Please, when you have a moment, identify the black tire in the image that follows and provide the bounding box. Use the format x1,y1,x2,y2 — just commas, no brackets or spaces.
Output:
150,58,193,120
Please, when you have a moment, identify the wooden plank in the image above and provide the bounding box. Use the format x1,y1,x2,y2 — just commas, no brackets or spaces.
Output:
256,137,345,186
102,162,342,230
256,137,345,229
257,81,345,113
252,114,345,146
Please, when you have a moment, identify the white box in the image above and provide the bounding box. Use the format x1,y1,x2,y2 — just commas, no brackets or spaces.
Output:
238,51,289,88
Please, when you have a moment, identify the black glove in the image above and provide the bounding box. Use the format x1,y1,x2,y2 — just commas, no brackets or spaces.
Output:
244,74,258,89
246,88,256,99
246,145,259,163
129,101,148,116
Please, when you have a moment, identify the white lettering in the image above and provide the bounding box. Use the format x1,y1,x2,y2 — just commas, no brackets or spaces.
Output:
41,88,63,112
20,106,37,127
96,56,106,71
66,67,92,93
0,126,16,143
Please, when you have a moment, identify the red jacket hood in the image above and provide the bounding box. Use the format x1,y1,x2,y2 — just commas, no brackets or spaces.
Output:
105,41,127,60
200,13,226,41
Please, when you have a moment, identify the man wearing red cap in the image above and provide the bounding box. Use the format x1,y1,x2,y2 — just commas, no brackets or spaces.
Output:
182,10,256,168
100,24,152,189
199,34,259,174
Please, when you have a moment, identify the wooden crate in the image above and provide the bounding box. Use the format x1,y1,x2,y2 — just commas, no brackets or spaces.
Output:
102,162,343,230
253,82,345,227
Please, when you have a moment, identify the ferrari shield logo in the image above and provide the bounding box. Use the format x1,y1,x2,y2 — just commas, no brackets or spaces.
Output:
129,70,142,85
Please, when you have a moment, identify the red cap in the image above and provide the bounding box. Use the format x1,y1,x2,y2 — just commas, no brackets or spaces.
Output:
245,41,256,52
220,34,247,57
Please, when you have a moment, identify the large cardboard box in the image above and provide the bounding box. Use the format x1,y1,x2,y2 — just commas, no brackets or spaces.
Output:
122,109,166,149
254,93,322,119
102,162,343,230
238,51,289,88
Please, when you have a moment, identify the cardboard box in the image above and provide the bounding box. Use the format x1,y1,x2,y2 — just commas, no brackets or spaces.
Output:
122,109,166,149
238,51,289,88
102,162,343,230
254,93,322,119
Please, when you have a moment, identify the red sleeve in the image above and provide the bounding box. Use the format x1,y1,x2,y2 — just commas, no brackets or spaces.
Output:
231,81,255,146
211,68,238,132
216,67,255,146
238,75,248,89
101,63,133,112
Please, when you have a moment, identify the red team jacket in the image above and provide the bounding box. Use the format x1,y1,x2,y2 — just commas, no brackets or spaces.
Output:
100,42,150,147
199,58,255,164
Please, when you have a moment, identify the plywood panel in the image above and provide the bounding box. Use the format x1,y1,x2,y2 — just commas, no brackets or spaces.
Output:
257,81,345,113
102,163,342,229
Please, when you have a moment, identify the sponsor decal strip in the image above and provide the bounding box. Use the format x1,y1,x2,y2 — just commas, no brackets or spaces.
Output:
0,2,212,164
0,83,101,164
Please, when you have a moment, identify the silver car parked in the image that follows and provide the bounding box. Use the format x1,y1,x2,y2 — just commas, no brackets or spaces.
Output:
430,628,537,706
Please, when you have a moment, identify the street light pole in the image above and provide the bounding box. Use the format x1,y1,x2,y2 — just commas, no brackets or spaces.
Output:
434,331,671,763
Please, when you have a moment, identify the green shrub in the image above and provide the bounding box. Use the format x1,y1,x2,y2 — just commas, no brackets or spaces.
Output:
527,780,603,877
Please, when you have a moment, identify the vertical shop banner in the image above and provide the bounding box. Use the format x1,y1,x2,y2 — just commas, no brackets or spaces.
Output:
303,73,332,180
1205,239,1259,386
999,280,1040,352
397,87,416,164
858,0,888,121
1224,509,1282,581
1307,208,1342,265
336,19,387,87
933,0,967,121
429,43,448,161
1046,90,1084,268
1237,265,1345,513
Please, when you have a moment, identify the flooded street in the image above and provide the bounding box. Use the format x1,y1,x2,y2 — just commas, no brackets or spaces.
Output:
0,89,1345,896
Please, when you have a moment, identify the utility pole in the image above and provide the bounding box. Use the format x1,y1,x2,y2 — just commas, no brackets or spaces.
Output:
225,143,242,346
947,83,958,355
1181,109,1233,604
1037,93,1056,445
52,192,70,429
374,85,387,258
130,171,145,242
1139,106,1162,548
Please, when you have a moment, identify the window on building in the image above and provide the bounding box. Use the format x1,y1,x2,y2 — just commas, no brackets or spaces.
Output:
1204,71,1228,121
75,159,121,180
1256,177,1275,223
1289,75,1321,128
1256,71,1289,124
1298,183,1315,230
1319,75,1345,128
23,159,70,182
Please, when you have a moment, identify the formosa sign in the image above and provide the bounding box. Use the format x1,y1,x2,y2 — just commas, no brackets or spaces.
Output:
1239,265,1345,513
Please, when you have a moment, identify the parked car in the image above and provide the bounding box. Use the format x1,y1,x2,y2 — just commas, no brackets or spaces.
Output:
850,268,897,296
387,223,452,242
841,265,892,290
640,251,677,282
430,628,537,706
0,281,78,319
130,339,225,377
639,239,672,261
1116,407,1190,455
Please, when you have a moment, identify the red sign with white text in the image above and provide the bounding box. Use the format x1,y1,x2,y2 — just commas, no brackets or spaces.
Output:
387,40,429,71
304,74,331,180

### PROBLEM STATEMENT
Substitute "box coordinates" for every occurrence of "bounding box" in the listing above, and give the whole listing back with everything else unchanged.

### ANSWER TO THIS TASK
Please, when you have a moment, identify the black tire in the image that follows and provide the box coordinates. Use the format x1,y1,x2,y2 — just commas, no brackets or spaces.
Output:
150,58,193,120
Please, when you have a moment, identify the wooden plank in the image above and provide the box coordinates. Use the format x1,y1,x2,y2 — just commas, no brackets or spaces.
Output:
256,137,345,186
102,162,342,230
256,137,345,229
257,81,345,113
252,114,345,146
Please, when you have a moment, identify the white box in the image above and provide the box coordinates. Use the format x1,y1,x2,y2 — just commas, no brackets or spaces.
Output:
238,51,289,88
Please, when you have a moment, identify the black glove in the image above and provide the box coordinates. Use the format x1,y1,x2,y2 — just commas, no brackets or spaces.
Output:
244,74,258,89
246,88,256,99
246,145,259,163
129,101,148,116
Please, when you have a moment, identify the white lettering in the image above and provide the box coordinates. Use the format x1,y1,x2,y2 — just commas, no brackets or spaces.
Output:
41,88,63,112
20,106,37,127
96,56,106,71
66,67,92,93
0,126,16,143
Please, when you have a moment, identify the red jacket hood in the image above and provide the box coordinates. Use the format x1,y1,x2,y2 — just commas, no brackets or spaces.
Output:
105,41,127,60
200,13,226,41
Please, when you have a moment, identify the man wearing red cap in the image above and provide the box coordinates. Use the format x1,y1,x2,y2 — just commas, no brackets or spaces.
Output:
182,10,256,168
100,24,152,189
199,34,259,174
Please, when you have a moment, identify the wooden crate in the image above and provide the box coordinates. Use the format x1,y1,x2,y2 — just commas, no brackets or spaces.
Output:
102,162,343,230
253,82,345,227
Please, when you have a moment, identify the ferrari shield logo in the image above and provide the box coordinates. Use the format x1,y1,x2,y2 — just commas, no brackets or spaces.
Output:
129,70,142,85
Please, when you have a moment, identify the red cap in the image above and provide the box coordinates. Use the format x1,y1,x2,y2 — just commas, no brackets or spaces.
Output:
245,41,256,52
220,34,247,57
Please, when you have a moment, identify the large cardboard box in the image above and provide the box coordinates. Use the format x1,y1,x2,y2 — just commas, no brackets or spaces.
Output:
122,109,166,149
254,93,322,119
102,162,343,230
238,51,289,88
Please, when you have a moment, identify the cardboard box in the image above and provide the box coordinates. Use the format x1,y1,x2,y2 — just commas, no brackets or spaces.
Output:
122,109,166,149
238,51,289,88
102,162,343,230
254,93,322,119
Please, when you have a moment, identify the red sleeve in the image above and provide the box coordinates. Use the format x1,y1,x2,y2 — just commas, no brackets or spaces.
Output:
231,81,255,146
211,68,238,132
216,67,255,146
238,75,248,89
101,63,133,112
Please, when you have a moment, identify the red team jacket in the image above and provide the box coordinates. Use the format x1,y1,x2,y2 — just commas, no brackets or spaces.
Output:
100,42,150,147
199,58,255,164
Please, when you have a moment, identify the plywood panel in the image above and provide the box coordinates. Use the format x1,y1,x2,y2 — just commas, no brackets or spaces.
Output:
257,81,345,113
102,163,342,229
Please, when you have a moment, identify the sponsor decal strip in the image above and provide the box coordinates. Use the format x1,y1,x2,y2 — just commas, no brackets or spaces.
Output:
0,2,212,164
0,83,101,164
Please, when you have a moment, identify the silver car parked in the image that follows and provide the box coordinates. Use the format x1,y1,x2,y2 — just commas, no brackets or spaces.
Output:
430,628,537,706
Please, when you have a moment, identify the street light pole in the image above and provide the box coordinates. Use the format x1,y1,x2,y2 — just commas, no brackets or spaces.
Output:
434,331,671,763
Please, when you have a moment, identify the green shrub in the image above and provide the box coordinates. Use the format x1,y1,x2,y2 — just commas, no brackets or spaces.
Output:
527,780,603,877
Please, when you have a moment, identify the vertical shop banner in the image above and provide the box coordinates. Use the format x1,y1,x2,y2 — just commas, no brackets or spaces.
Output:
303,73,332,180
1205,239,1259,386
999,280,1040,352
397,87,416,164
858,0,888,121
1224,509,1282,581
1307,208,1342,265
336,19,387,87
933,0,967,121
429,43,448,161
1046,90,1084,268
1237,265,1345,513
Please, when you have a moment, identify the flooded street in the image above and provide the box coordinates. Use the format x1,y1,x2,y2 — just commas, no brackets or spaces.
Output:
0,89,1345,896
Please, when you have a moment, identify the utility pole in the image above and provide the box coordinates. Use the format x1,y1,x2,y2 — just commas, no brackets or spaces.
Output:
225,143,242,346
947,83,958,355
1181,109,1233,604
1037,93,1056,445
52,192,70,429
374,85,387,258
130,171,145,242
1139,106,1162,548
Please, when you have a moment, identify the window on building in the image above and provide the box coordinates. Use the format x1,y1,x2,y2 — just commas, no brackets or spaces.
Output:
1204,71,1228,121
75,159,121,180
1256,177,1275,223
1289,75,1321,128
1256,71,1289,124
1298,183,1315,230
1319,75,1345,128
23,159,70,182
Please, when you have a moment, identify the formosa sign in the image above and provide the box coordinates. Use the format x1,y1,x2,y2 — just commas, no brackets or spaces.
Output:
1239,265,1345,513
Please, when you have a moment, identify the parked car in the image above and provide the box coordinates. Use the format x1,y1,x2,y2 — just commas, no brackets or spaces.
Output:
850,268,897,296
387,223,452,242
841,265,892,290
640,251,677,282
430,628,537,706
0,281,78,319
130,339,225,377
639,239,672,261
1116,407,1190,455
Please, when you have a moment, identify the red sign with white text in the image above and provide the box coordinates. Use the format x1,y1,x2,y2 — just commas, no brackets or spaces.
Output:
387,40,429,71
304,74,331,180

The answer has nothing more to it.